§ Belge bölümü:
DEYİMLER SÖZLÜĞÜ
A - B - C - Ç - D - E - F - G - H - I - i - k - l - m - n - o - ö - p - r - s - ş - t - u - ü - v - y - z
Madara etmek: Birinin yalanını ortaya çıkarıp onu utandırmak.
Madik atmak: Dolap çevirmek, hile ile aldatmak.
Mahalle kahvesi gibi: Gürültülü, kalabalık ve havasız yer.
Mahalle karısı: Kavgalı, terbiyesiz, görgüsüz kadın.
Mahalleyi ayağa kaldırmak: Gürültü veya bağırıp çağırmayla çevredekileri rahatsız etmek, telaşlandırmak.
Mahkemelik olmak: Bir şeyde anlaşamamaktan dolayı hakim karşısına çıkmak.
Mahşer gibi: Aşırı derecede kalabalık.
Mahşer midillisi: Boyu kısa, fitneci kişi.
Makaraları koyuvermek: Kendini tutamayıp kahkaha atarcasına gülmek.
Makaraya almak: Birisiyle alay etmek.
Makas almak: Birinin yanağını orta parmak ile gösterme parmağı arasında sıkmak.
Mal bulmuş mağribi gibi: Çok büyük bir varlığa kavuşmuş biri gibi.
Mal etmek: 1-Bir şeye belirli bir değer karşısında sahip olmak. 2- Kendi malı, eseri, buluşu gibi benimsemek veya saymak
Mana çıkarmak: Herhangi bir söz veya hareketten kendince bir anlam çıkarmak, doğru olmayan bir yargıya varmak.
Mana vermek: Söz ve davranışa kendince bir anlam vermek, onları yorumlamak.
Madalyonun ters yüzü: İşin ayrıca düşünülmesi gereken olumsuz tarafı.
Maneviyatı bozulmak: Bir şeyi yapma isteği duymamak, morali bozulmak.
Mantar gibi yerden bitmek: Birdenbire veya kendi kendine ortaya çıkmak.

§ Verilen bilgiler:
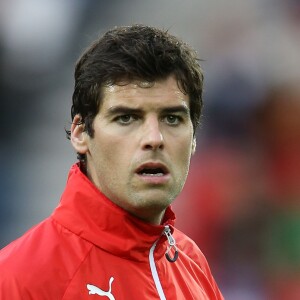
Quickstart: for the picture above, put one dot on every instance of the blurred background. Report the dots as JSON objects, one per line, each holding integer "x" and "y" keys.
{"x": 241, "y": 203}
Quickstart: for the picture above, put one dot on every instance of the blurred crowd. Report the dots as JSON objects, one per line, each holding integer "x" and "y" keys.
{"x": 241, "y": 203}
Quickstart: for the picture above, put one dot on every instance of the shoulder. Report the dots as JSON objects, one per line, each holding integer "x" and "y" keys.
{"x": 191, "y": 250}
{"x": 45, "y": 256}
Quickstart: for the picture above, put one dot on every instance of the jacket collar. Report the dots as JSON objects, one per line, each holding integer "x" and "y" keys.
{"x": 85, "y": 211}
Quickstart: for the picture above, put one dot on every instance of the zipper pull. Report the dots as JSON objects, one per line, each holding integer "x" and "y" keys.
{"x": 172, "y": 244}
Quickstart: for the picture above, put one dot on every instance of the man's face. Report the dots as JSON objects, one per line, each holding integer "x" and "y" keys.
{"x": 140, "y": 153}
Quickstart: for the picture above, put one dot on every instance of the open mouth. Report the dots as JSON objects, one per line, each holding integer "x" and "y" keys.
{"x": 153, "y": 170}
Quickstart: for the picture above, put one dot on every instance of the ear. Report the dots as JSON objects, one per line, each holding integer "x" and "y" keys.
{"x": 194, "y": 146}
{"x": 79, "y": 136}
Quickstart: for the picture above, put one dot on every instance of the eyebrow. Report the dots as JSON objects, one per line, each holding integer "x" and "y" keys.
{"x": 121, "y": 109}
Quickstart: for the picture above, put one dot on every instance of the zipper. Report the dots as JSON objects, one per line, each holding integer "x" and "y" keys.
{"x": 172, "y": 245}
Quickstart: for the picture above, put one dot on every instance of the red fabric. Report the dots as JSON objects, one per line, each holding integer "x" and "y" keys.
{"x": 89, "y": 240}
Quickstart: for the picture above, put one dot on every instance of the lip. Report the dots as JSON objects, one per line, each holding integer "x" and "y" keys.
{"x": 153, "y": 179}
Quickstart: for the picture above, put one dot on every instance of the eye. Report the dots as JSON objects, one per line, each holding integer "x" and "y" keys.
{"x": 125, "y": 119}
{"x": 173, "y": 119}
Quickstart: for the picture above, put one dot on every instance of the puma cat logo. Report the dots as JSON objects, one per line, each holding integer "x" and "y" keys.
{"x": 94, "y": 290}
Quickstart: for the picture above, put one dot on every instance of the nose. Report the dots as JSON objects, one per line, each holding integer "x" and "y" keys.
{"x": 152, "y": 137}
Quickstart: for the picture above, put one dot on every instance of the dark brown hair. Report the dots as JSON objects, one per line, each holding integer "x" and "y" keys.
{"x": 136, "y": 52}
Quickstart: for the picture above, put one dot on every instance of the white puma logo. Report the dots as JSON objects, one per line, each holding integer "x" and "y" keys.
{"x": 94, "y": 290}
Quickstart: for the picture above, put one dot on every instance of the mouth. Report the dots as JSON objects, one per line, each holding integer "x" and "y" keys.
{"x": 152, "y": 169}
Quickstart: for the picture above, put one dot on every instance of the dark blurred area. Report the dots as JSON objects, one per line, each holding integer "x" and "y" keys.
{"x": 241, "y": 203}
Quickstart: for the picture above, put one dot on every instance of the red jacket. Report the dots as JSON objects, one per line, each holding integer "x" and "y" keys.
{"x": 90, "y": 248}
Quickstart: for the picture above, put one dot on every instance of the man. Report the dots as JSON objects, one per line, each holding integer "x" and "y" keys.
{"x": 136, "y": 105}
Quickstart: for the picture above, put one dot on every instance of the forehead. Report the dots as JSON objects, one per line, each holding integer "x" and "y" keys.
{"x": 140, "y": 93}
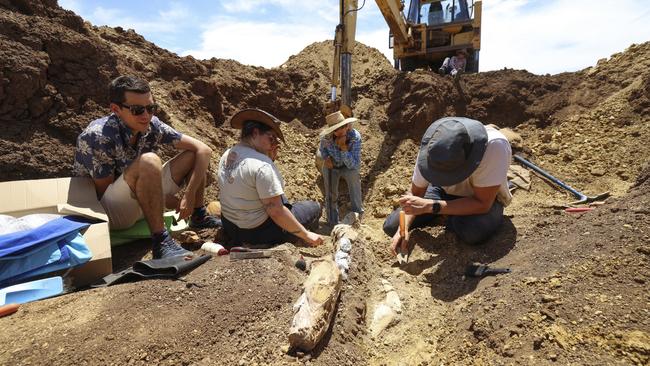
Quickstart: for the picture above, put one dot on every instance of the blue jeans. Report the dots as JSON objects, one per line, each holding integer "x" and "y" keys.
{"x": 269, "y": 233}
{"x": 331, "y": 179}
{"x": 471, "y": 229}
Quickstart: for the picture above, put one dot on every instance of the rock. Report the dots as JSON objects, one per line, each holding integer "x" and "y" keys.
{"x": 214, "y": 208}
{"x": 549, "y": 298}
{"x": 598, "y": 172}
{"x": 551, "y": 149}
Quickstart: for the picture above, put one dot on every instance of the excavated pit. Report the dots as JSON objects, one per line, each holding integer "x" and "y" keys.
{"x": 578, "y": 292}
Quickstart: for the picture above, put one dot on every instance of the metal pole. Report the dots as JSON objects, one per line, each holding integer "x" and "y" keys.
{"x": 346, "y": 79}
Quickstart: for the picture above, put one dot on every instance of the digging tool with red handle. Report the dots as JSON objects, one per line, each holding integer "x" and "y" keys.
{"x": 582, "y": 198}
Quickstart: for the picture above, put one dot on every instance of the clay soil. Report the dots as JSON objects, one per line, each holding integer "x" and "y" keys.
{"x": 579, "y": 288}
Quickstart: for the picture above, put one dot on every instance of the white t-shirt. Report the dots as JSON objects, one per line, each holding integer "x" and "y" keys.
{"x": 246, "y": 177}
{"x": 492, "y": 171}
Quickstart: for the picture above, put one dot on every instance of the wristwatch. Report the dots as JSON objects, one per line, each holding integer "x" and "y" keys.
{"x": 435, "y": 208}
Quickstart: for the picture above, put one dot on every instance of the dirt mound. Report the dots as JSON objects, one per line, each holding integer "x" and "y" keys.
{"x": 578, "y": 290}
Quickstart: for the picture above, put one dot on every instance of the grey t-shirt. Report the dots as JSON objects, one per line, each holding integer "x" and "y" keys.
{"x": 246, "y": 177}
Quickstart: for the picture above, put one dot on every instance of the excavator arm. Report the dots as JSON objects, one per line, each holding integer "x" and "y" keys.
{"x": 344, "y": 39}
{"x": 392, "y": 12}
{"x": 343, "y": 49}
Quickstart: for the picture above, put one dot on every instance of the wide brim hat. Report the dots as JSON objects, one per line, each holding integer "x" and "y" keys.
{"x": 258, "y": 115}
{"x": 451, "y": 150}
{"x": 335, "y": 121}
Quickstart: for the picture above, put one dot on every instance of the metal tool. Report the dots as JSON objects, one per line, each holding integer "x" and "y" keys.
{"x": 482, "y": 270}
{"x": 249, "y": 255}
{"x": 582, "y": 198}
{"x": 237, "y": 253}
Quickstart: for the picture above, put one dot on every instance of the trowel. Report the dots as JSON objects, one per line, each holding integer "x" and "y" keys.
{"x": 482, "y": 270}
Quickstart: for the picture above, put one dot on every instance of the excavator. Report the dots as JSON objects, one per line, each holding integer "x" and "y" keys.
{"x": 421, "y": 37}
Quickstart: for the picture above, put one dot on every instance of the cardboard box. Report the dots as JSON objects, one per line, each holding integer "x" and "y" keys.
{"x": 65, "y": 196}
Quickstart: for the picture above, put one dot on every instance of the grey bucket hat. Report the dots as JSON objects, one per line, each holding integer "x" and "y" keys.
{"x": 451, "y": 150}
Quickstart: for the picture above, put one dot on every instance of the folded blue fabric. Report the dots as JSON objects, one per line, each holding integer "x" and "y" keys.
{"x": 50, "y": 247}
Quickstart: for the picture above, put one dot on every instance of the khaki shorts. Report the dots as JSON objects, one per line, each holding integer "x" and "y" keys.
{"x": 121, "y": 206}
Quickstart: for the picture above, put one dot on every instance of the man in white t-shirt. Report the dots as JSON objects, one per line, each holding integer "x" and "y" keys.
{"x": 253, "y": 208}
{"x": 461, "y": 172}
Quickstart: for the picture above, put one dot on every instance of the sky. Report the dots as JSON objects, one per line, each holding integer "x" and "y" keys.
{"x": 541, "y": 36}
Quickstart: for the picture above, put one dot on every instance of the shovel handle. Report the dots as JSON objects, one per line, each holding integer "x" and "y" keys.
{"x": 546, "y": 175}
{"x": 8, "y": 309}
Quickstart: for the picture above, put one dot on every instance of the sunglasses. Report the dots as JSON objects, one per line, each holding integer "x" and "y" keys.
{"x": 137, "y": 110}
{"x": 274, "y": 139}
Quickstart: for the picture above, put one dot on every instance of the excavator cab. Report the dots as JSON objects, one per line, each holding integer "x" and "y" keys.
{"x": 438, "y": 29}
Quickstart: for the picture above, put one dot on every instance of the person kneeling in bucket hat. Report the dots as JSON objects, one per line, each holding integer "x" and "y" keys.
{"x": 253, "y": 207}
{"x": 461, "y": 171}
{"x": 340, "y": 149}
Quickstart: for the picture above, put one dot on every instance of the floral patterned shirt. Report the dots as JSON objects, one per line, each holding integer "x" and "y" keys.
{"x": 103, "y": 148}
{"x": 350, "y": 159}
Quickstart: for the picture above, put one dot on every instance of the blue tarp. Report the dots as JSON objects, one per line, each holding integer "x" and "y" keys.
{"x": 50, "y": 247}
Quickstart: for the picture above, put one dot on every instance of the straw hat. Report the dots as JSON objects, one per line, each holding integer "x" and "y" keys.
{"x": 258, "y": 115}
{"x": 335, "y": 121}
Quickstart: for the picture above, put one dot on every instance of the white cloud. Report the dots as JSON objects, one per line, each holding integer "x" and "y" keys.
{"x": 260, "y": 5}
{"x": 540, "y": 36}
{"x": 256, "y": 43}
{"x": 74, "y": 5}
{"x": 377, "y": 39}
{"x": 558, "y": 35}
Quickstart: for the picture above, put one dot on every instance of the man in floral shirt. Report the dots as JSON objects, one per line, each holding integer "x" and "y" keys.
{"x": 119, "y": 152}
{"x": 340, "y": 148}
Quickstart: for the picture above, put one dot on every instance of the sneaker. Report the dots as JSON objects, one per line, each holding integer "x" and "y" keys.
{"x": 169, "y": 248}
{"x": 205, "y": 222}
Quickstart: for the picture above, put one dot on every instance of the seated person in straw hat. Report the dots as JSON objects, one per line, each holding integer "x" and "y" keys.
{"x": 340, "y": 149}
{"x": 461, "y": 171}
{"x": 251, "y": 187}
{"x": 455, "y": 64}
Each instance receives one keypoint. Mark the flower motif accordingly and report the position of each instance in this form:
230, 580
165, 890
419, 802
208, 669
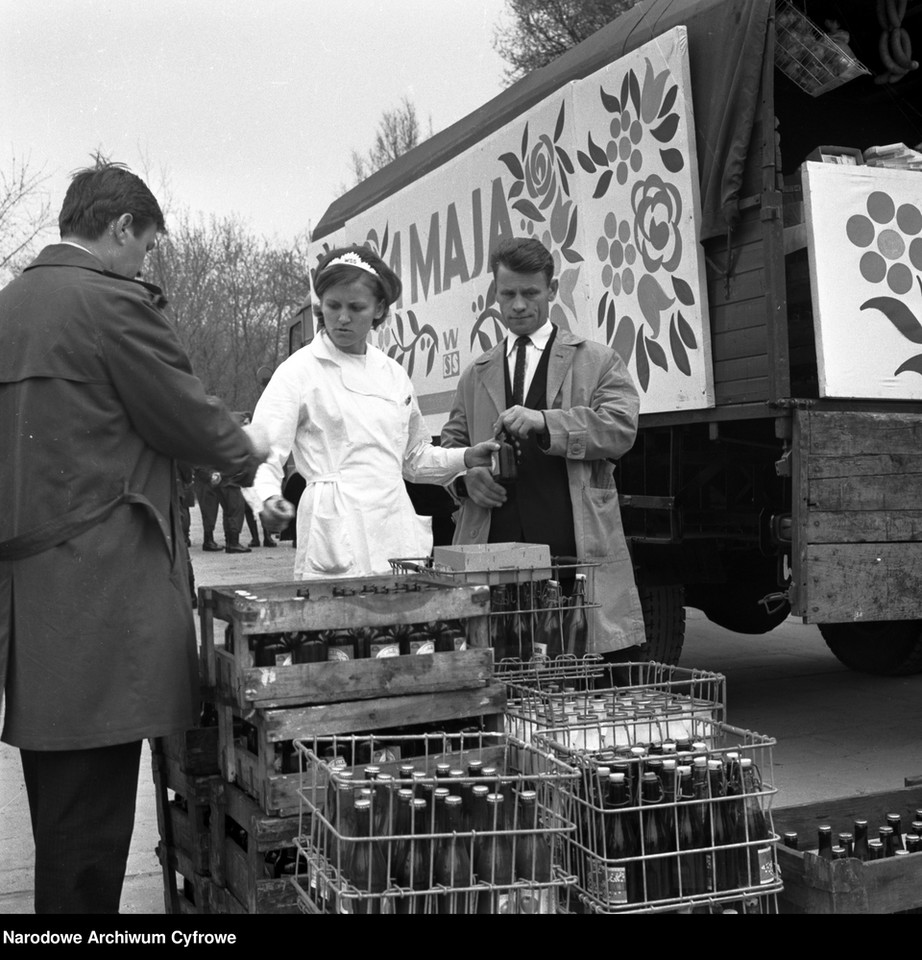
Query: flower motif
657, 207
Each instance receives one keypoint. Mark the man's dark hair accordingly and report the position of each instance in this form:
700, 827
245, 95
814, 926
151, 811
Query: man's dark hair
98, 195
523, 255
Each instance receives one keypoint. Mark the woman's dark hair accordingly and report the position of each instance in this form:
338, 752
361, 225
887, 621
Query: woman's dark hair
98, 195
384, 283
523, 255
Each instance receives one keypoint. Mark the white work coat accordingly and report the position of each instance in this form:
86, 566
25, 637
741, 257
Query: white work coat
355, 430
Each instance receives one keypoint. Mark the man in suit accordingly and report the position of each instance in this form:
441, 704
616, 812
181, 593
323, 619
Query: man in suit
571, 407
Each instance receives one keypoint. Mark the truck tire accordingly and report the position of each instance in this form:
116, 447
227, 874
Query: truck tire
664, 623
887, 648
736, 608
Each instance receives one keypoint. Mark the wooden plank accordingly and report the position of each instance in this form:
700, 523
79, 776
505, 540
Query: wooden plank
844, 433
882, 492
862, 581
384, 713
364, 679
864, 526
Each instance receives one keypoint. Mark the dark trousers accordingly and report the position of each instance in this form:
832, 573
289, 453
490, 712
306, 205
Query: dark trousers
82, 804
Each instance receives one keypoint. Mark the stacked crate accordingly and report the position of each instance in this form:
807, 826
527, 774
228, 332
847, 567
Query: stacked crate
254, 803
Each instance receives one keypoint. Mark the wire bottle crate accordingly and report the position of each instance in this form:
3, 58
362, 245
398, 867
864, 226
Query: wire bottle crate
622, 704
681, 847
537, 613
469, 765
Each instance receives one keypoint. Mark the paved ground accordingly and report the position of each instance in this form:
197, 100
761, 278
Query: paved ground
838, 733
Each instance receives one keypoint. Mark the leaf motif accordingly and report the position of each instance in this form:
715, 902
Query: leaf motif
514, 165
899, 315
643, 364
683, 291
565, 160
672, 159
558, 128
571, 230
635, 92
526, 207
666, 130
657, 354
611, 103
597, 153
913, 364
669, 100
602, 185
624, 339
653, 87
679, 353
686, 332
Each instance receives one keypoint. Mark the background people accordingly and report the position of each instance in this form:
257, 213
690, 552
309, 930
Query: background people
97, 642
570, 407
349, 415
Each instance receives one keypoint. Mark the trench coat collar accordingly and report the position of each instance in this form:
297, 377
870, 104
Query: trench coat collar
371, 380
67, 255
493, 373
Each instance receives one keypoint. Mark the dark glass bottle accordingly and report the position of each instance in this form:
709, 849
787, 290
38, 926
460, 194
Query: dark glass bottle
690, 838
452, 864
493, 864
824, 841
860, 847
412, 873
657, 870
623, 880
533, 860
367, 869
575, 621
549, 632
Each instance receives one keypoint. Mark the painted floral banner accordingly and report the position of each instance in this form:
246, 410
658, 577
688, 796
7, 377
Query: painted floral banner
864, 239
604, 173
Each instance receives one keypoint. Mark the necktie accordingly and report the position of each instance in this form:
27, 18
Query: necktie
518, 379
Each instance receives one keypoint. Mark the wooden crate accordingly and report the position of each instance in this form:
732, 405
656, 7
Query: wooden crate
186, 830
243, 872
334, 605
276, 791
815, 885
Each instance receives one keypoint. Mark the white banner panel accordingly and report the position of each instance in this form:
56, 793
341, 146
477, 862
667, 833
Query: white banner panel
864, 239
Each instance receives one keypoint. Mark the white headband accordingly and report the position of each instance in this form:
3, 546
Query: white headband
352, 259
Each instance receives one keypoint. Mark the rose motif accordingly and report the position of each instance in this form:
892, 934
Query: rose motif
541, 172
657, 207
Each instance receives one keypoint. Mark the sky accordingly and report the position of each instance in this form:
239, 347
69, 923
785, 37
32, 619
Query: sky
246, 108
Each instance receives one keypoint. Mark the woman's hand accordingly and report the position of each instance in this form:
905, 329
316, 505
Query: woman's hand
276, 514
480, 455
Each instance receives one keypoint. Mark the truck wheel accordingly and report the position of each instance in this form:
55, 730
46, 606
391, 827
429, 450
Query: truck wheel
664, 623
735, 608
887, 648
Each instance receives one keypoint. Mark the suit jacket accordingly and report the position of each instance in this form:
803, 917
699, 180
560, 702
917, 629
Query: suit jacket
592, 414
97, 403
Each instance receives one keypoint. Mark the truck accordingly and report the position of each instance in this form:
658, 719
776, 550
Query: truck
732, 201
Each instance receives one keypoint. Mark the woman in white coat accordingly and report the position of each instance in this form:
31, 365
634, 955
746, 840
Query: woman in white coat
348, 413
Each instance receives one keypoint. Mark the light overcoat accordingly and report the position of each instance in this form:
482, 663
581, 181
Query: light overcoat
592, 419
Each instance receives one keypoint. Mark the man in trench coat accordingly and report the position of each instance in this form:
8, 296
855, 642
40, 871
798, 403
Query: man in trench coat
576, 411
97, 642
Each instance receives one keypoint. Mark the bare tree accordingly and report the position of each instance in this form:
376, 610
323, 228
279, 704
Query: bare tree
398, 131
542, 30
25, 211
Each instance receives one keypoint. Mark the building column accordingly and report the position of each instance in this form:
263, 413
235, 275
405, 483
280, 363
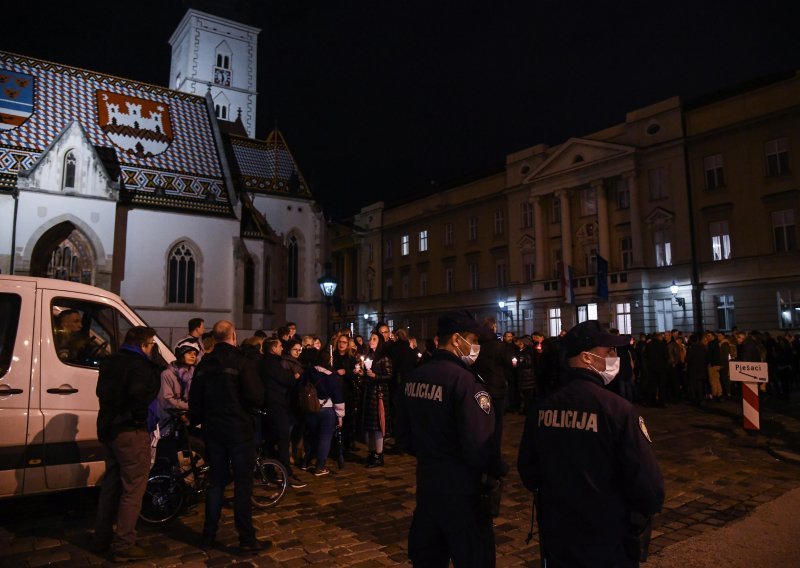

§ Belirtilen hedef 1:
Deyimler sözlüğünde "Mal etmek:" ile başlayan paragrafı, deyimin iki anlamını ayrı maddeler hâlinde sıralayan kısa bir liste olarak yeniden yazın.
§ Belirtilen hedef 2:
Deyimler sözlüğünü, "Mantar gibi yerden bitmek" maddesinin ardından aynı düzende yeni deyim maddeleriyle genişletin.

§ Alıştırma yanıtı 1:
Mal etmek:
- Bir şeye belirli bir değer karşısında sahip olmak.
- Bir şeyi kendi malı, eseri ya da buluşu gibi benimsemek veya saymak.

§ Alıştırma yanıtı 2:
Maraza çıkarmak: Kavgaya neden olmak, anlaşmazlığa sebep olan işler yapmak.
Marsık gibi: Teni koyu renkli, kömür gibi
Mart içeri pire dışarı: Birbirini sevmeyen iki kişiden biri geldiği zaman diğerinin dışarı çıkışını anlatmak amacıyla kullanılır.
Martaval atmak: Yalan konuşmak.
Masal okumak: Kişiyi tatmin etmeyen inandırıcı olmayan oyalayıcı sözler söylemek.
Maskara etmek: Birini rezil rüsva etmek.
Maskarası olmak: Eğlencesi olmak.
Maskesi düşmek: Gerçek niteliği ortaya çıkmak.
Maskesini indirmek: Gizli amaçlarını, gerçek niyetini deşifre etmek, ortaya çıkarmak.
Masrafa girmek: Bir iş için oldukça fazla para harcamak.
Maşa gibi kullanmak: Birini kendi çıkarı uğruna kullanmak, ondan faydalanmak.
Maşallahı var: Birinin iyi durumda olduğunu anlatmak için kullanılır.
Maşası olmak: Sakıncalı olan bir işte birilerince araç olarak kullanılmak.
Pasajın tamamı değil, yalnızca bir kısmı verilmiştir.